_Questions to answer_:
1: Duplicate the stretch of the GLib main loop message from "Owen Taylor <otaylor" through "and B thingy)".
2: Go on with the mailing-list reply about changes to the GLib main loop, picking up after its last line.

_Document excerpt_:

--------------------------------

Re: Changes to the GLib main loop [ GMainLoop ]



Owen Taylor <otaylor redhat com> writes:

> Sebastian Wilhelmi <wilhelmi ira uka de> writes:
> 
> > > > Ok, but that could be optimized away by also telling
> > > > g_main_context_iterate, whether it was called from g_main_loop_run or
> > > > not only signalling other threads, when it was not run from
> > > > g_main_loop_run. For calls not done from g_main_loop_run it would
> > > > still need to be called, because of the scenario outlined above (the
> > > > thread A and B thingy)
> > > 
> > > This doesn't work because the thread needs to be woken up to check for
> > > loop->is_running, even before the main loop stops running its loop.
> > > 
> > > (Remember, what I want to be able to do here is use main loop to wait
> > > for a modal dialog being closed, whether or not the dialog is being
> > > shown from the main thread.)
> > 
> > Ah, I see, but the solution to this is calling g_cond_broadcast in
> > g_main_loop_quit. So I think the following is enough:
> > 
> > * Make g_main_context_iterate call g_cond_broadcast only when not called 
> >   from g_main_loop_run.
> > * Make g_main_loop_quit call g_cond_broadcast.
> 
> Isn't the right way to express this is "broadcast when releasing
> ownership of the context?" 
> 
> Other than this, yes this approach works pretty well. (Main problem
> is if you have a bunch threads waiting for ownership, they all
> wake up and try to get ownership)

--------------------------------

_Data excerpts_:
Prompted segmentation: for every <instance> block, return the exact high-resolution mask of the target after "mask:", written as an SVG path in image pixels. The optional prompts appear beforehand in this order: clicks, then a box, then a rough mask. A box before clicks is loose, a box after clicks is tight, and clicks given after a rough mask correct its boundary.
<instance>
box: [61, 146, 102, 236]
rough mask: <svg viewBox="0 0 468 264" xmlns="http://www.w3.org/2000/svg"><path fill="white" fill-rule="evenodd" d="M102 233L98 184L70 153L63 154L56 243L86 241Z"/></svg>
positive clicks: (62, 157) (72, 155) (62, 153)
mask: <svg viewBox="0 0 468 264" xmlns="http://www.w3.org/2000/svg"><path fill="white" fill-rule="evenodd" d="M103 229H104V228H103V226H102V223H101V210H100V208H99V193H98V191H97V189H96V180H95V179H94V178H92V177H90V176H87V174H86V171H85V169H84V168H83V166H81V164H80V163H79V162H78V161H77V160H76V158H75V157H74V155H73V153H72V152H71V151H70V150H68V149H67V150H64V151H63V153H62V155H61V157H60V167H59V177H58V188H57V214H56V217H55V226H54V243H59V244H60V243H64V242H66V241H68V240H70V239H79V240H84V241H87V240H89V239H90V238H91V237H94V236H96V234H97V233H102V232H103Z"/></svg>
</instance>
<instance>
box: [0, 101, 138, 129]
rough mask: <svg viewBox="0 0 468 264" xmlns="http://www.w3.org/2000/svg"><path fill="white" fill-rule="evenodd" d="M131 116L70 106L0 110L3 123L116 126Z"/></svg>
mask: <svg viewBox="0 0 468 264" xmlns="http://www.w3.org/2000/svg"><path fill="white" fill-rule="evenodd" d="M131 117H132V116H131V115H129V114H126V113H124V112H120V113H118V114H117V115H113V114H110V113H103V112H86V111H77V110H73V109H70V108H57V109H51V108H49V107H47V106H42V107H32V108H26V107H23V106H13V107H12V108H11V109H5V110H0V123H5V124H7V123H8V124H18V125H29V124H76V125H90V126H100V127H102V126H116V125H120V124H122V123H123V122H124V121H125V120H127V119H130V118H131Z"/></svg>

--------------------------------

_Answers to each task_:
1:
Owen Taylor <otaylor redhat com> writes:

> Sebastian Wilhelmi <wilhelmi ira uka de> writes:
> 
> > > > Ok, but that could be optimized away by also telling
> > > > g_main_context_iterate, whether it was called from g_main_loop_run or
> > > > not only signalling other threads, when it was not run from
> > > > g_main_loop_run. For calls not done from g_main_loop_run it would
> > > > still need to be called, because of the scenario outlined above (the
> > > > thread A and B thingy)

2:
Turns out, when I tried to actually make GMainLoop works this
way completely using the public interfaces, it doesn't work.
There is an inherent race condition, coming from the 
general principle:

  - if you want to wait for a condition with a condition variable,
    then you must test the condition, and then call g_cond_wait()
    without ever releasing the accompanying mutex.

That is:

  while (loop->is_running || !got_ownership)
    {
      UNLOCK_LOOP (loop);
      got_ownership = g_main_context_wait (context);
      LOCK_LOOP (loop);
    }

Is inherently broken, because loop->is_running can become
FALSE betweeen the point where it is tested, and 
g_cond_wait (loop->cond) is called. 

So, I think what I'm going to do is:

 g_main_context_wait (GMainContext *context,
                      GCond        *cond,
                      GMutex       *mutex);

Which (called holding mutex)

 a) adds the cond to a list of condition variables waiting
    on the context

 b) Calls g_cond_wait(cond,mutex)

And then, have g_main_context_release() signal exactly
one of the condition variables waiting on the context.

It should still possible to reuse context->cond for all loops
this way with a few extra checks in the implementation.